The lines to extract start at the one containing "Identify the traffic" and end with the last line; give them exactly and nothing more.

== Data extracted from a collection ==
..............................
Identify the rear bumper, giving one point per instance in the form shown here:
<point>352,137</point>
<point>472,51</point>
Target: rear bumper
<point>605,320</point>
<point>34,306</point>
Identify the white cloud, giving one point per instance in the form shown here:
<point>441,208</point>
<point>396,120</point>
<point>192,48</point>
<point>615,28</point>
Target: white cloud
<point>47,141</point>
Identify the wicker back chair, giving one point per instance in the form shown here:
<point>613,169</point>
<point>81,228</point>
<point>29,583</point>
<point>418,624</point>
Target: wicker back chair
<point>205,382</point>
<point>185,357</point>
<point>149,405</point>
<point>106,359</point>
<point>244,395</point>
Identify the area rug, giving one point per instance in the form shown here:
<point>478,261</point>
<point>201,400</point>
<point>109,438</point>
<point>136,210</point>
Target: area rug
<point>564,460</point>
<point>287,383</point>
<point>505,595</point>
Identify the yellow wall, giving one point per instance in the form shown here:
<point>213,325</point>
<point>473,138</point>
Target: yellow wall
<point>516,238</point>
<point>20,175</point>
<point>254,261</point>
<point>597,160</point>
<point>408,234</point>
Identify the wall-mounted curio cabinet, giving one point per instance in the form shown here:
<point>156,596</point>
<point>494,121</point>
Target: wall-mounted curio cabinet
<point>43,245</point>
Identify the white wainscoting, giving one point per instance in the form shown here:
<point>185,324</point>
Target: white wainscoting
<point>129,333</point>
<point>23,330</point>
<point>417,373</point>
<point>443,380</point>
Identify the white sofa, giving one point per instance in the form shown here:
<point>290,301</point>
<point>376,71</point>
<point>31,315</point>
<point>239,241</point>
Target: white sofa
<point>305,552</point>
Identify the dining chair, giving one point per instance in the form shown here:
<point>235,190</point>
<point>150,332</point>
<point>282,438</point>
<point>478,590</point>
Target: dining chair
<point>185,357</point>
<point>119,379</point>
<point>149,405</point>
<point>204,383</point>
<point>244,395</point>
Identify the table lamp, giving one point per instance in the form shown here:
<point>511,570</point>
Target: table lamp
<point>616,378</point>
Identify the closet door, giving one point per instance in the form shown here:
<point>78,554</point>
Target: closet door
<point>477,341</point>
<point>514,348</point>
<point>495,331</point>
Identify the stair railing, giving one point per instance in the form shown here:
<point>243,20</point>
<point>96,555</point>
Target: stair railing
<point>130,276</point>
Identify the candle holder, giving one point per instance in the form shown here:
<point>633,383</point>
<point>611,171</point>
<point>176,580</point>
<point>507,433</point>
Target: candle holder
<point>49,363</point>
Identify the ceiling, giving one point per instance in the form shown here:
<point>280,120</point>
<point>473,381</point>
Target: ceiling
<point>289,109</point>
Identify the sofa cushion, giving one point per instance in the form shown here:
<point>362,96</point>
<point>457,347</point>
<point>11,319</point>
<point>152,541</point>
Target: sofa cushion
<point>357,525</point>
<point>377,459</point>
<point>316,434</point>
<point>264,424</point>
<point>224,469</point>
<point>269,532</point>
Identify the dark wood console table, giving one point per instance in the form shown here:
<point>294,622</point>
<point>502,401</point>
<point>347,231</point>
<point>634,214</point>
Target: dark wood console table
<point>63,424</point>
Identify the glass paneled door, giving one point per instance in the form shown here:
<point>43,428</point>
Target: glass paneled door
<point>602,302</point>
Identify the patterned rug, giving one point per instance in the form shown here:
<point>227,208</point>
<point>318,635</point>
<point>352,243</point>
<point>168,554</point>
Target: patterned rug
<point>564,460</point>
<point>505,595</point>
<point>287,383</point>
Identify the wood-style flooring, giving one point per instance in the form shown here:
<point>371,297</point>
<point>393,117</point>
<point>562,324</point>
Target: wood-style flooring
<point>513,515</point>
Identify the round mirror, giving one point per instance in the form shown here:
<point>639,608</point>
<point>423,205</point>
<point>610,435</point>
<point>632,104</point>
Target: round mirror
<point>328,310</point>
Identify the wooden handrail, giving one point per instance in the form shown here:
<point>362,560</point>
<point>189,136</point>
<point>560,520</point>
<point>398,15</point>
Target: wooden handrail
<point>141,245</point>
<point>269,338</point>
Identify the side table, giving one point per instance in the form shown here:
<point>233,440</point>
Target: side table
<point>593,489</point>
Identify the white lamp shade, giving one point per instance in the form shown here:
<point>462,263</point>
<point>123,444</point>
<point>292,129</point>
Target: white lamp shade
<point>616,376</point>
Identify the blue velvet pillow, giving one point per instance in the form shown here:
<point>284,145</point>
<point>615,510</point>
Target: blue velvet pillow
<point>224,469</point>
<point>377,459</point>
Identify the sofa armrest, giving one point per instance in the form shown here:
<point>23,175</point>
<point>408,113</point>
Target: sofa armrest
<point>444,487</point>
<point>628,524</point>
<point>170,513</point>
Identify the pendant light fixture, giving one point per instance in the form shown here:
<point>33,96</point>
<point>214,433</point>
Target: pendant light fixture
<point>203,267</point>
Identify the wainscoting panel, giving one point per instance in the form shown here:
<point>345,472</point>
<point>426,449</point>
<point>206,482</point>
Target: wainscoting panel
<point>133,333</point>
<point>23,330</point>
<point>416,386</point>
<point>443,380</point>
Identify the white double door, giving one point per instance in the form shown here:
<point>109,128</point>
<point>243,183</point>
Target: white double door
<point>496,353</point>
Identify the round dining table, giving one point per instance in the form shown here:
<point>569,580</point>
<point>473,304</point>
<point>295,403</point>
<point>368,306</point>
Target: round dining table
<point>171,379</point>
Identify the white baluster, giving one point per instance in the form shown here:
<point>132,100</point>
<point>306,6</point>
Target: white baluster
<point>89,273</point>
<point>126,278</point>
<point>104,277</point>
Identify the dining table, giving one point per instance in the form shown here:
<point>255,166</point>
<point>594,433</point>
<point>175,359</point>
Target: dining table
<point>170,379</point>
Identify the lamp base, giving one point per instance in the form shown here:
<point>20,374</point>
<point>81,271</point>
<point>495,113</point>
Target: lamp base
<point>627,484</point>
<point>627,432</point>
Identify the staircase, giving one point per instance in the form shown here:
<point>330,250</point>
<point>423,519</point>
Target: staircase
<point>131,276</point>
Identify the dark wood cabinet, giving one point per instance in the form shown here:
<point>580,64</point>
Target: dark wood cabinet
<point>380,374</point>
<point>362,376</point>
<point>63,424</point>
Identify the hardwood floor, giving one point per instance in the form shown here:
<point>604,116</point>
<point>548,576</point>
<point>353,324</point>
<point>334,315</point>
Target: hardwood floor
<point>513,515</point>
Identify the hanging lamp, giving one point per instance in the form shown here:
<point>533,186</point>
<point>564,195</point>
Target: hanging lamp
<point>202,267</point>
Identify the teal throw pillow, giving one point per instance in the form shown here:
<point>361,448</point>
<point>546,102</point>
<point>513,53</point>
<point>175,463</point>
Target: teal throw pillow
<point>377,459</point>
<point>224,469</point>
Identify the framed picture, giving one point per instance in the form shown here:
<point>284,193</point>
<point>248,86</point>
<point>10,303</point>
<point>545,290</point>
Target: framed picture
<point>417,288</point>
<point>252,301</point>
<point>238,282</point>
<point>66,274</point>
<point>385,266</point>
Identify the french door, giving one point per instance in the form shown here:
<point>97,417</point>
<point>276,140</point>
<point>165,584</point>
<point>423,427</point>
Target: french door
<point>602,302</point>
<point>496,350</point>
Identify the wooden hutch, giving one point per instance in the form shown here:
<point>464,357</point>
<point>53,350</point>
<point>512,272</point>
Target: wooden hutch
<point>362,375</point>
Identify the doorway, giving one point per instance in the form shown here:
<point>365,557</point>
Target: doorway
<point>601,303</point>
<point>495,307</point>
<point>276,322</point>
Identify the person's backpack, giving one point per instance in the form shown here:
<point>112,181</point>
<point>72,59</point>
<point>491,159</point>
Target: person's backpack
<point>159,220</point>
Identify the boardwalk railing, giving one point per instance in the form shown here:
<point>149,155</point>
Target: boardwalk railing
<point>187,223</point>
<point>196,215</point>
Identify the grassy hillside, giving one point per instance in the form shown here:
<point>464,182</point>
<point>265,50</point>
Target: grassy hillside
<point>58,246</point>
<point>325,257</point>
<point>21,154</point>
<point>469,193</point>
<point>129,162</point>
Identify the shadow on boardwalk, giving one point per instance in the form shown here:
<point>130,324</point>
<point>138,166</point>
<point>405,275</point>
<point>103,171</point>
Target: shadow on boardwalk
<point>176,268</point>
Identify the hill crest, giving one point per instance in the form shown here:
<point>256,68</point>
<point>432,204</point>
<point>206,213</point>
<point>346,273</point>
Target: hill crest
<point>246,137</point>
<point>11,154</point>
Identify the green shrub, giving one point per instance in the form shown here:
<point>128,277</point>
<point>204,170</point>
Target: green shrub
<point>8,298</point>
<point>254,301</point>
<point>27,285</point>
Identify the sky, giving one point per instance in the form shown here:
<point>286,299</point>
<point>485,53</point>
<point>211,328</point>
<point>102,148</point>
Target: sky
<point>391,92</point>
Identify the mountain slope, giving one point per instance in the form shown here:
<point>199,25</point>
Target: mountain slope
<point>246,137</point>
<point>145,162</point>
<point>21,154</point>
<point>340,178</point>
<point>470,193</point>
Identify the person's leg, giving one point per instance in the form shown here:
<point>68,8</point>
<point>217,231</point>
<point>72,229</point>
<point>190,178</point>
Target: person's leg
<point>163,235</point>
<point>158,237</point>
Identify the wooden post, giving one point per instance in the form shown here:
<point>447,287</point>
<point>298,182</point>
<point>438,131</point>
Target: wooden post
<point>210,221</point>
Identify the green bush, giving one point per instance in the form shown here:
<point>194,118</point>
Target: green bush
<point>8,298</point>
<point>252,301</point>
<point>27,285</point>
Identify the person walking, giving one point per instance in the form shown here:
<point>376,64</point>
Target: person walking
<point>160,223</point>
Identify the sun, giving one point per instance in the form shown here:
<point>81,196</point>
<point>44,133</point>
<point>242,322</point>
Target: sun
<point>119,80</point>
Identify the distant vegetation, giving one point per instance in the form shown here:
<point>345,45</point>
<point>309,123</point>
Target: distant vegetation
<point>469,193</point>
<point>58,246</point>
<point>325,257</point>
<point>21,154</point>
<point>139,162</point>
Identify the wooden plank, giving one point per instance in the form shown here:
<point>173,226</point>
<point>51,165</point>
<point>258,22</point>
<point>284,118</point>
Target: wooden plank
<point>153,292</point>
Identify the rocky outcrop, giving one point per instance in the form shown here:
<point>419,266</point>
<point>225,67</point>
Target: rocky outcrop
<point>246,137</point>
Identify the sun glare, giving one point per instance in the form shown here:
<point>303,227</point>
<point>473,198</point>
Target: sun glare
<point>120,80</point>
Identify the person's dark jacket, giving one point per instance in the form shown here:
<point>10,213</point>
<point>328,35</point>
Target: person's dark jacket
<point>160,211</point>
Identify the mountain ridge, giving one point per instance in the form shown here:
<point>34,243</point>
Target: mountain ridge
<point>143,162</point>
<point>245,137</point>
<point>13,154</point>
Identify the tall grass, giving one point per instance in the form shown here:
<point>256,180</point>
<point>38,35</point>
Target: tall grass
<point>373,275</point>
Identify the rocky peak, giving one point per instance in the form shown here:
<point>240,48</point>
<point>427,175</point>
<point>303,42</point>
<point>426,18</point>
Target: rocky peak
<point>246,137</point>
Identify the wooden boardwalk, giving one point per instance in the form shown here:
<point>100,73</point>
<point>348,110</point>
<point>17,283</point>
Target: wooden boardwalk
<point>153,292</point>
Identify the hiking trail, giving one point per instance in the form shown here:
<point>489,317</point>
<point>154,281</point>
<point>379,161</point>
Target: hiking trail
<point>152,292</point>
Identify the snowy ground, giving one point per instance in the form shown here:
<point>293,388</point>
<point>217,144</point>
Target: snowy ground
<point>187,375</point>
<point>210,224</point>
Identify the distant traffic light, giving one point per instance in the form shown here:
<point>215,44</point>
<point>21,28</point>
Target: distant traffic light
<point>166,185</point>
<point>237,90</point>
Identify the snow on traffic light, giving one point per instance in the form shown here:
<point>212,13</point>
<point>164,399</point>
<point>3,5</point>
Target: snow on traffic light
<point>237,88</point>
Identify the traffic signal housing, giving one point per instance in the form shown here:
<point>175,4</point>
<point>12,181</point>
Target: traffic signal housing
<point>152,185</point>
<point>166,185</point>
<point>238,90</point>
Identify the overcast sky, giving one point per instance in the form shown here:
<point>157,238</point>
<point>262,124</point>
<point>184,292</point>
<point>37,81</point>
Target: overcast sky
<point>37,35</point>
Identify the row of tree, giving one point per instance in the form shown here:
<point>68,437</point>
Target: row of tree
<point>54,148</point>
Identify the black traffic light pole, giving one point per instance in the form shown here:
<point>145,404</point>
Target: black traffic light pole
..............................
== Solution to this task ==
Identify the traffic signal housing, giving one point per instance in the form shown here:
<point>175,4</point>
<point>12,181</point>
Target: traffic signal housing
<point>152,185</point>
<point>166,185</point>
<point>238,90</point>
Identify the overcast sky, giving one point per instance in the form shown here:
<point>157,238</point>
<point>262,124</point>
<point>184,292</point>
<point>37,81</point>
Target: overcast sky
<point>37,35</point>
Identify the row of tree, giving one point per instance in the form shown here:
<point>68,437</point>
Target: row of tree
<point>54,148</point>
Identify the black traffic light pole, giving one point per instance in the form shown here:
<point>145,404</point>
Target: black traffic light pole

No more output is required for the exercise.